-- Exercise prompt --
Return each line of the entries below that contains the string "phrase", matching case exactly.

··· Listed entries ···

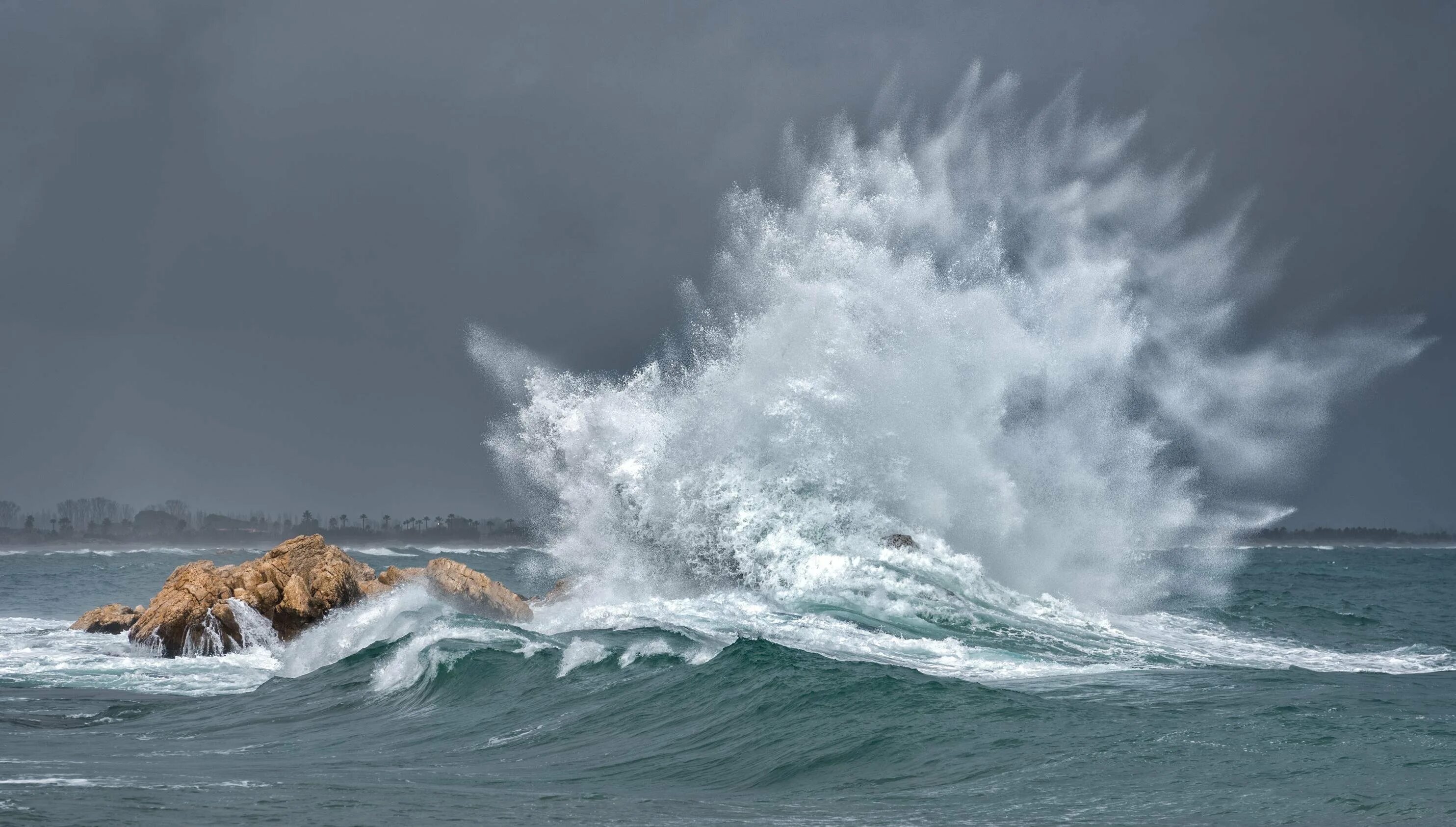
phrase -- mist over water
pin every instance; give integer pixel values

···
··· Listed entries ···

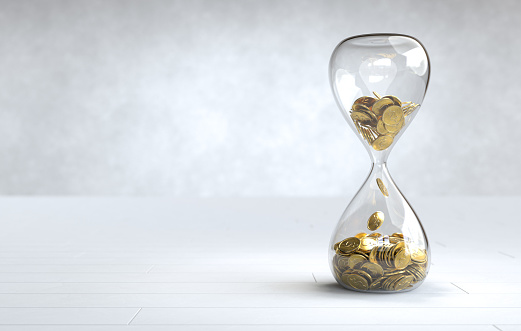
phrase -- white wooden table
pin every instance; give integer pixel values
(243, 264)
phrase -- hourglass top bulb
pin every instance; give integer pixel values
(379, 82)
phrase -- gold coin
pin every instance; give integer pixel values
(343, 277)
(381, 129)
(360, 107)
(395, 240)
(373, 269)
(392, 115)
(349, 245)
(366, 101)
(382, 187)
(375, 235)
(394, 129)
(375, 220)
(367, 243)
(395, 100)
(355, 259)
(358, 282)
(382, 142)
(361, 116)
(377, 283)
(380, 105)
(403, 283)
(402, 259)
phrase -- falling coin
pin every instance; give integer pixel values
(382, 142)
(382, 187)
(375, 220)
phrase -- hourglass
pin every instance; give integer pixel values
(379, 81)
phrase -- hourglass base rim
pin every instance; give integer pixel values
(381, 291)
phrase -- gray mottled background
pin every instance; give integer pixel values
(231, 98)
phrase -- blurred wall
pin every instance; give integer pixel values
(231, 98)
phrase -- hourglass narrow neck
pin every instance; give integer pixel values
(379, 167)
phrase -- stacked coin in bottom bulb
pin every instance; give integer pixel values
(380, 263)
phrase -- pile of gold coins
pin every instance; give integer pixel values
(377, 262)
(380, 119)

···

-- Full solution --
phrase -- mist over water
phrase -- white wooden table
phrase -- hourglass top bulb
phrase -- gold coin
phrase -- falling coin
phrase -- hourglass
phrase -- hourglass base rim
phrase -- gray mottled background
phrase -- blurred wall
phrase -- hourglass narrow neck
phrase -- stacked coin in bottom bulb
phrase -- pile of gold coins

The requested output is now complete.